>> begin Document section

Trent Reznor: Case Study (Part 2)

Here is a more detailed take on that wonderful video.

Throughout his career, Trent Reznor has always openly discussed his frustration with various aspects of the music industry. The last record he released for a major label “Year Zero” seemed to really cap off everything he was saying.

Label attempts to shake every last penny from NIN supporters was when they crossed the line. Pricing Year Zero at $29usd in Australia, got the gears spinning.

“Shame on you, UMG… no wonder people steal music.”

In efforts to pay respect to the fans who had been supporting him forever, Reznor started the Year Zero Alternate Reality Game, based on the concept of the record. This basically gave the fans an opportunity to have closer interaction with the music and the band (the wiki is fascinating).

This was done entirely through an intermediary company, to keep the concept away from the label.

“I knew they wouldn’t understand what it is. I knew the minute I talked to someone at the record label about it, they would be looking at it in terms of ‘how can we tie this in with a mobile provider?'”

>> end Document section
>> begin Information supplied

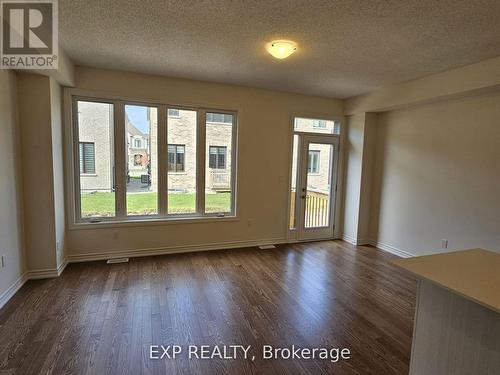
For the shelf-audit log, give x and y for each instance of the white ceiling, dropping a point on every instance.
(346, 47)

>> end Information supplied

- _Stated exercise_
Continue the Trent Reznor case study after its final quoted sentence.

- _Reply_
I find that statement particularly funny. Moments before I had read that quote (in 2007), my friend who works at one of the LARGEST of the remaining major labels was complaining because she was just handed the task of tying 5 records in with an [unnamed] mobile provider. Trent was spot on.

Reznor released a remixed version of Year Zero in Nov. 2007 as his final label obligation. This is where the fun started.

In his first experiment, Reznor took slam poet Saul Williams under his wing. He produced / released Saul’s 2007 record The Inevitable Rise and Liberation of NiggyTardust!. They ended up releasing the record in a Radiohead-esque pay-what-you-want method. The stats can be found here:

Reznor disappeared for a couple months, and emerged in March 2008 with an unexpected announcement stating a FREE record was to be released, that night. Naturally was locked down due to traffic, but when the dust cleared, one of the coolest record releases was unveiled… Ghosts I–IV.

It was a multi-tiered system, proving to be the evolution of the pay-what-you-want method.

  • Released for free on all of the large Bit-Torrent trackers (,, etc)
  • The first of the 4 cds could be downloaded for free.
  • All 4 cds could be downloaded (any quality) for $5
  • CD was $10
  • Deluxe Edition $75 package included the 2 cds, as well as a dvd with multitrack files (allowing you remix the songs), a HD BluRay audio disc, and a 48 page book with pictures from recording.
  • Ultra $300 edition included the deluxe edition, as well as 180gram LP collection, and screen prints.  (only 2500 made).

This experiment proved to truly fire on all cylinders, and offer a little something for everyone. The Ultra edition sold out that first week, bringing in a quick $750k.

When all was said and done, this distribution method proved to be a viable option for all things NIN, should Reznor have chosen to try it again… fortunately for us, he did not.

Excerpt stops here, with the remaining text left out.